'''
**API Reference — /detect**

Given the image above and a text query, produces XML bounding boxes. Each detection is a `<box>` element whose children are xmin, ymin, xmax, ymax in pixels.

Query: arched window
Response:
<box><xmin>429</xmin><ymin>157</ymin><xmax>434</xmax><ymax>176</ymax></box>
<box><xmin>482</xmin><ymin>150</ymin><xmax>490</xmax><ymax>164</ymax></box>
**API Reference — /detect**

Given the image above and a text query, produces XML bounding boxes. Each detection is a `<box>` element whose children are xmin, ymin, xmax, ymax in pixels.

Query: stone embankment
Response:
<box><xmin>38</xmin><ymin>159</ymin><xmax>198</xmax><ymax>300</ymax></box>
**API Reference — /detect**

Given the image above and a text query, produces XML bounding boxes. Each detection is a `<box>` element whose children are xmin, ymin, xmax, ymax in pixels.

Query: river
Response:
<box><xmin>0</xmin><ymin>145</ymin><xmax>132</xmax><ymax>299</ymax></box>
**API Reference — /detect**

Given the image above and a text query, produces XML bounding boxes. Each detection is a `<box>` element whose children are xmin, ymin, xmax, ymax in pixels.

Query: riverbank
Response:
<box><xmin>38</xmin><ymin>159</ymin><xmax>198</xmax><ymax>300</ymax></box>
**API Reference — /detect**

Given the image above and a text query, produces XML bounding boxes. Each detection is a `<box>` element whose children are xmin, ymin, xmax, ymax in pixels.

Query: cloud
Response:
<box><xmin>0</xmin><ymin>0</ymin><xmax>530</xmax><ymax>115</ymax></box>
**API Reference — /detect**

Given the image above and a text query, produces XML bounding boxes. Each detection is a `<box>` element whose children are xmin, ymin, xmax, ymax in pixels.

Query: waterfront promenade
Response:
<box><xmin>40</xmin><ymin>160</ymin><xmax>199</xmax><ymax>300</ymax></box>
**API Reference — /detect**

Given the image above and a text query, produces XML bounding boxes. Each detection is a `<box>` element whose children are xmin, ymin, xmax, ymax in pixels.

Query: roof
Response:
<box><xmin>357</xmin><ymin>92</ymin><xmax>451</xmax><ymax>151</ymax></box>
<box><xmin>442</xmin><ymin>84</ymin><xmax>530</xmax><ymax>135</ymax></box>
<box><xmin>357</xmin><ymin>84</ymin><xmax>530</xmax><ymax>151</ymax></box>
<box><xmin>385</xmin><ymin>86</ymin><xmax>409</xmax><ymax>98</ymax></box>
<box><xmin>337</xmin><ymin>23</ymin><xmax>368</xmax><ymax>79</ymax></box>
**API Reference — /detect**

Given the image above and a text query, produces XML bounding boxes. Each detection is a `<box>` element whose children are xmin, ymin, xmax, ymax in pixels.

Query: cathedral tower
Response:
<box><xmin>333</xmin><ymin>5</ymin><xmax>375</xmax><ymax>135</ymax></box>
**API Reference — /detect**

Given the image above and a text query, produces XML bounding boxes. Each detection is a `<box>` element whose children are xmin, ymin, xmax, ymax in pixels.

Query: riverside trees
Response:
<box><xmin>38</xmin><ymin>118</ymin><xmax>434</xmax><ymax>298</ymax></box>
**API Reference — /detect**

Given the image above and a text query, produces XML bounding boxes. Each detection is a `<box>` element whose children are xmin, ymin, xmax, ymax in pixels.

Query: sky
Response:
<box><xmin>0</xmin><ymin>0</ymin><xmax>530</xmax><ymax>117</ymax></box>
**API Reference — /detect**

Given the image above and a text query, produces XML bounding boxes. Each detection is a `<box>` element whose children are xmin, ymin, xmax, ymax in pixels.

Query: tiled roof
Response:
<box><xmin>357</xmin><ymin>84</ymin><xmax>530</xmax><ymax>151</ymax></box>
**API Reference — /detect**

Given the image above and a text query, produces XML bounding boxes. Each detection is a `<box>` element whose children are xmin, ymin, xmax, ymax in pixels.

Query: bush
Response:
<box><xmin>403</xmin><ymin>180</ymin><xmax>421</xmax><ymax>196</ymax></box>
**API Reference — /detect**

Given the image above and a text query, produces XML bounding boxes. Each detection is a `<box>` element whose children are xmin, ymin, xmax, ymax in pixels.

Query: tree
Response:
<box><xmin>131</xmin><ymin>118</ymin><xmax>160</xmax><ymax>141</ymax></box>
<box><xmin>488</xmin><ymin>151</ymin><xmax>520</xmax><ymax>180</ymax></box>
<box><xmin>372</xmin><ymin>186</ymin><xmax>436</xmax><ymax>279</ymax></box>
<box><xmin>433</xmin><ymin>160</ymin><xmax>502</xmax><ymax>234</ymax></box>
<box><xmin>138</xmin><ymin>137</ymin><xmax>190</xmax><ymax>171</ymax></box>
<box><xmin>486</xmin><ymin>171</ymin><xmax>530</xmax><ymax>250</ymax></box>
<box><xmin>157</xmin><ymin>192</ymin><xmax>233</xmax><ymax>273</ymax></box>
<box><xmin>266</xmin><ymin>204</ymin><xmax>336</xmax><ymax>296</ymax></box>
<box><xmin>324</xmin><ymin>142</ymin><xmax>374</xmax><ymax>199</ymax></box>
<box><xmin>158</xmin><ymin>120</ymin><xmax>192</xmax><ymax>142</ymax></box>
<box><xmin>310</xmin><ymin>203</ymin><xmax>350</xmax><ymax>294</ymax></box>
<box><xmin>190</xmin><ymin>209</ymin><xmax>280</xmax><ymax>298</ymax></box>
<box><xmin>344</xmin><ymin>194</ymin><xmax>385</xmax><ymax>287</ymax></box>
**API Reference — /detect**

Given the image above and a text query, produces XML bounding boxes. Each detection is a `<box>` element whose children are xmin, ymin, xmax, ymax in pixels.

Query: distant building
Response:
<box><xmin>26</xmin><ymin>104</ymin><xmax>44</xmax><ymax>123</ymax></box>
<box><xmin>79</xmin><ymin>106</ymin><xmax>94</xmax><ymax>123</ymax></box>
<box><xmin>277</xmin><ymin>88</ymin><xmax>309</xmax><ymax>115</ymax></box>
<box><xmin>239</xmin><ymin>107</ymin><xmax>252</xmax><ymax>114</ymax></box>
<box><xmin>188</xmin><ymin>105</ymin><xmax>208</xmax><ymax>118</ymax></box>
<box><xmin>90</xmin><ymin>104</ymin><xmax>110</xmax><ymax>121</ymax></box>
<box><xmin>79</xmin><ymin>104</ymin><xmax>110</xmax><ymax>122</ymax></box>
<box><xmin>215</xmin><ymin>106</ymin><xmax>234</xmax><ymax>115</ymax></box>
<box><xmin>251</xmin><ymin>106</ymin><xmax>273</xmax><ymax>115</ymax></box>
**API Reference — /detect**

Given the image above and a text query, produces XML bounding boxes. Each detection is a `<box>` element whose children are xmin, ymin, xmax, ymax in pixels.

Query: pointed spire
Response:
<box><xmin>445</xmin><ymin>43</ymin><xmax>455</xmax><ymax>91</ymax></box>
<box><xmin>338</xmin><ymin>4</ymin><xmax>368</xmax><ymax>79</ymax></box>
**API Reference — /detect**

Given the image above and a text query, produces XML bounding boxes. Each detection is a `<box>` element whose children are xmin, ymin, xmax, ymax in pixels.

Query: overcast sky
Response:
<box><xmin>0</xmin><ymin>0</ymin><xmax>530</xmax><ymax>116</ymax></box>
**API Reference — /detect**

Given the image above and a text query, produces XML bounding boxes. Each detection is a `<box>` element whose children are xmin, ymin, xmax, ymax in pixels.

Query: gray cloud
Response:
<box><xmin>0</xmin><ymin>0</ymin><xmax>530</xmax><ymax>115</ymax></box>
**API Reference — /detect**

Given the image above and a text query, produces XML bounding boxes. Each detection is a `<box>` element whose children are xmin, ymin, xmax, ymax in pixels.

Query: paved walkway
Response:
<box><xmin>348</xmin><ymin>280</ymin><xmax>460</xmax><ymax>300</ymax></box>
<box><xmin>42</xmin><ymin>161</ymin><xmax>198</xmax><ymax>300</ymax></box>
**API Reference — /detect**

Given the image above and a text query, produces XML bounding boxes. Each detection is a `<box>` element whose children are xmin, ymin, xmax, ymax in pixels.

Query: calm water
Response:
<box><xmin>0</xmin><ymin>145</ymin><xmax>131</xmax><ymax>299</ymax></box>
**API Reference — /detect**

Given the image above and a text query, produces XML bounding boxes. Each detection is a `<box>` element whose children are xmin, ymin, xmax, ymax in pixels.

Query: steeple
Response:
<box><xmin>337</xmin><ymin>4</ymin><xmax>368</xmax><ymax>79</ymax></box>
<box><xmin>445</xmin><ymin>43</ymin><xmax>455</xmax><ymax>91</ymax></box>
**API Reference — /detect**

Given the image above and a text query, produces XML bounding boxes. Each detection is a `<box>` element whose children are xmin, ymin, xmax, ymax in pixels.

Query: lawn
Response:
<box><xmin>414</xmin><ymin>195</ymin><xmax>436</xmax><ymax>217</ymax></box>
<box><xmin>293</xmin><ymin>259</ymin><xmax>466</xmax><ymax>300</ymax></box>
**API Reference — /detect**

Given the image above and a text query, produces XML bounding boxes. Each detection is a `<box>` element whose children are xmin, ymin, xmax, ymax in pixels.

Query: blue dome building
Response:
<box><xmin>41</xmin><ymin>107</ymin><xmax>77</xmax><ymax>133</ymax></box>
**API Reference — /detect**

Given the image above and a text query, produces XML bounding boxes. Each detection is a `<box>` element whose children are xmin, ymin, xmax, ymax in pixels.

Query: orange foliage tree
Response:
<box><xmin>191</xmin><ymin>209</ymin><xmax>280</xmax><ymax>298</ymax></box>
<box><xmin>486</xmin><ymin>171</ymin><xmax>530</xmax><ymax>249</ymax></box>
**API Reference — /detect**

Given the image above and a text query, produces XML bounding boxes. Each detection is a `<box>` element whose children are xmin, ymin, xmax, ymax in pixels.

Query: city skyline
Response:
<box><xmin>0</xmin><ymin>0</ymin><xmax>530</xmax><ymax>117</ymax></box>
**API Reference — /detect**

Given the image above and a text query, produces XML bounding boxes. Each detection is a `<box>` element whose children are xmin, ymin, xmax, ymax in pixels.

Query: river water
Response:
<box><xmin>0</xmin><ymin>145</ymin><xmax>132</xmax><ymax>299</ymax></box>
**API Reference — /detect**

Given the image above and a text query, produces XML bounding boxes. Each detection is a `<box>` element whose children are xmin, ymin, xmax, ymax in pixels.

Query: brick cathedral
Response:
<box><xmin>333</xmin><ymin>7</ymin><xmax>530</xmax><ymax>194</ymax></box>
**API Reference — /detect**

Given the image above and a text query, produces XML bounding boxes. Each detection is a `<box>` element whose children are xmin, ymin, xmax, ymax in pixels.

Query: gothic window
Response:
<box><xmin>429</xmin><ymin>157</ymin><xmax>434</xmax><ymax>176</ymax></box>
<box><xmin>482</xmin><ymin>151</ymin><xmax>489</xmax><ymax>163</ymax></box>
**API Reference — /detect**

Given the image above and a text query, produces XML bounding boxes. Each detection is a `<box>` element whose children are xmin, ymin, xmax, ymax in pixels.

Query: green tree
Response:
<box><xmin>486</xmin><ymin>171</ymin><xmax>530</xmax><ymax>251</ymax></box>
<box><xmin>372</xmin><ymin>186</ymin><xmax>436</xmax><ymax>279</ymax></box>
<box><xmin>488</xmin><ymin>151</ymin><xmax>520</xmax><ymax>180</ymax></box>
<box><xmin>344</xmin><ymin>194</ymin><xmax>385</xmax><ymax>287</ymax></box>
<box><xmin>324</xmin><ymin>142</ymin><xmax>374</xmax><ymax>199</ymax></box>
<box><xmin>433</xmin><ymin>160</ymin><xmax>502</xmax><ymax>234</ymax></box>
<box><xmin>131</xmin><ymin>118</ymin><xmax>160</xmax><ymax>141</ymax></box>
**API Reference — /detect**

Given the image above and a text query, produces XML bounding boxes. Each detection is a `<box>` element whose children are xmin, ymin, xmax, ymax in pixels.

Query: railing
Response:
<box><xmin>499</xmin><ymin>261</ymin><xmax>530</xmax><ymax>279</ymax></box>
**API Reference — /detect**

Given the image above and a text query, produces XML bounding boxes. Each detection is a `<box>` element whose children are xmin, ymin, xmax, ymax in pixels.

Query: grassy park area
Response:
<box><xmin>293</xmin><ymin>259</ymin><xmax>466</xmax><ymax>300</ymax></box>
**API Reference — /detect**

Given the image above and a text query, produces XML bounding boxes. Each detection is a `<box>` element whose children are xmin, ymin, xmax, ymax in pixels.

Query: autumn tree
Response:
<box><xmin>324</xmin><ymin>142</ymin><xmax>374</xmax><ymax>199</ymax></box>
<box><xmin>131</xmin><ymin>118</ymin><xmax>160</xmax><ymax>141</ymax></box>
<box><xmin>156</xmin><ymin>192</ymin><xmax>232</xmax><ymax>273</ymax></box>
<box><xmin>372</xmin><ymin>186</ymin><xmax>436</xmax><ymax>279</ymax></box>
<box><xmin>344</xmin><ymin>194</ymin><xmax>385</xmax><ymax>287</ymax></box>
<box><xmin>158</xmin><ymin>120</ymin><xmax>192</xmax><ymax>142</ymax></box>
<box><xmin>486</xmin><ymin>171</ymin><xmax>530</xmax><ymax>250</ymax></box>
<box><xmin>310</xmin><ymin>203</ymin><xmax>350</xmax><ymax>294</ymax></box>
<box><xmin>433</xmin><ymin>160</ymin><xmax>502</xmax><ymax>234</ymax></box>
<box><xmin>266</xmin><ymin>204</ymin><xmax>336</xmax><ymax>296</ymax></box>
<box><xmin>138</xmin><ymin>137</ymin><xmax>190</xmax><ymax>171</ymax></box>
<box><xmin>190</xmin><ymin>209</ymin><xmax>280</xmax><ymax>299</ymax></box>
'''
- [The problem]: Please count the lines in the material above that contain the word "window", and reply with the number alone.

- [Response to the exercise]: 2